_Assignment_.
Word for word, copy every line of the data.

_Data shown_.
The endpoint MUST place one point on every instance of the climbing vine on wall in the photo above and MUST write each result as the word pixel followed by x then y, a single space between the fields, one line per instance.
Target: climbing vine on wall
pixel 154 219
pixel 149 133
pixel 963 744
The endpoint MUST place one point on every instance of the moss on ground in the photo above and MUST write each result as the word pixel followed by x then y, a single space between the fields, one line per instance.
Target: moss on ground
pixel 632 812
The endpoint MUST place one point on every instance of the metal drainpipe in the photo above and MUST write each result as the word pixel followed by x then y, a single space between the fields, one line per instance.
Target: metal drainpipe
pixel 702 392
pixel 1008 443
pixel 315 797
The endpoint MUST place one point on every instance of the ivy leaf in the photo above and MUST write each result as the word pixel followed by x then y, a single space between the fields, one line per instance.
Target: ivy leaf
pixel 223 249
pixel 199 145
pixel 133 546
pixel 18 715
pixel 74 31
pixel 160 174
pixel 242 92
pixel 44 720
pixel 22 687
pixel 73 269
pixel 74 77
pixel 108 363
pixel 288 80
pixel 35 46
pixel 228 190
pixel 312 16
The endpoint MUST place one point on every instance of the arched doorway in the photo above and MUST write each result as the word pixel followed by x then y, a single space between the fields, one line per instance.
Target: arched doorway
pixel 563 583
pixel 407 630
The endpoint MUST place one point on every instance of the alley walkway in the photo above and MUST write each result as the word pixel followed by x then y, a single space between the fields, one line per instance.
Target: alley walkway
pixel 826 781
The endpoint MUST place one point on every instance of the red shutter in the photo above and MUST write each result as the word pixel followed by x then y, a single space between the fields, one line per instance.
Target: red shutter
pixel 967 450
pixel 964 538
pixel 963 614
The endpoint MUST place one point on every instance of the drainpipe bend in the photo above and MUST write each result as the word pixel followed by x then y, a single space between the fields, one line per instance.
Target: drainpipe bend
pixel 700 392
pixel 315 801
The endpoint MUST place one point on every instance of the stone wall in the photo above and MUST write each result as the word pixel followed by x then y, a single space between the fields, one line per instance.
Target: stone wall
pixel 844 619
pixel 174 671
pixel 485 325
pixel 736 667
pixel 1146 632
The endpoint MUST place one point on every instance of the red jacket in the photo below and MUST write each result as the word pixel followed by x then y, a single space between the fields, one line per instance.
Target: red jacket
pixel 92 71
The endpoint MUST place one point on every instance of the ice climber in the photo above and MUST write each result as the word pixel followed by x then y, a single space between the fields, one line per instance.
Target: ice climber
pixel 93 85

_Result for this exercise_.
The endpoint MUST place one point on every instance of the climbing vine on wall in the photo above and MUST write each result as the word pixel followed by x then y, a single space between the fields, one line per instance.
Target: climbing vine on wall
pixel 154 219
pixel 149 133
pixel 963 744
The endpoint MUST place one point on every instance of the moss on ground in the photo above and MUST write each result as the word pixel followed by x then y, a single space between the fields, one line per instance.
Target: moss on ground
pixel 632 812
The endpoint MUST place one point on every instance of the metal drainpipe in the photo above and MUST write each result as the word pixel followed by x then y, a single space between the fields, one line per instance.
Target: metal drainpipe
pixel 702 392
pixel 1008 443
pixel 315 797
The endpoint MUST place one point on every instance of the ivy leaf in the photo above and MUST write each result as the word pixel followed by x then y, a single space between the fields, one line per instance.
Target: ivy leaf
pixel 223 249
pixel 199 145
pixel 133 546
pixel 18 715
pixel 74 31
pixel 160 174
pixel 242 92
pixel 44 720
pixel 22 687
pixel 73 269
pixel 74 77
pixel 108 363
pixel 288 80
pixel 35 46
pixel 228 190
pixel 312 16
The endpoint MUST place one point on every instance of the arched doorway in the photo above and MUST write each result as the word pixel followed by x then y, a single space between the fields, one line per instance.
Target: arched doorway
pixel 563 583
pixel 407 630
The endpoint MUST place one point on every instance of the alley walkway in the photo above and MUST write each result as the word pixel followed by x then y, a single space between the fields, one line per instance.
Target: alley walkway
pixel 826 781
The endpoint MUST place one point on every instance of the red shutter in the photo above and MUST write each result as the word pixel followed by x then y, a single space between the fields, one line per instance.
Target: red shutter
pixel 967 450
pixel 964 538
pixel 963 614
The endpoint MUST place one point on every instance of the drainpipe bend in the photo above and MUST write each result as the word pixel followed by x then y, a single space between the fields, one line per instance.
Target: drainpipe bend
pixel 700 392
pixel 315 801
The endpoint MUST place one point on every instance of the stone wall in the photo above and MUST write each result as the word pixel followed by x then y, a single space between the fields, one line per instance.
Target: stone wall
pixel 844 619
pixel 174 671
pixel 485 325
pixel 736 667
pixel 1146 632
The endpoint MUST place one point on every instance of the red jacket in the photo below and MUST write each result as the word pixel followed by x then y, a single space between the fields, one line per instance.
Target: red jacket
pixel 92 71
The endpoint MUST place one point on every instance of the ice climber in the photo above and MUST write each result as the word pixel followed by x then y, a single space between the fields, one line per instance.
Target: ice climber
pixel 93 85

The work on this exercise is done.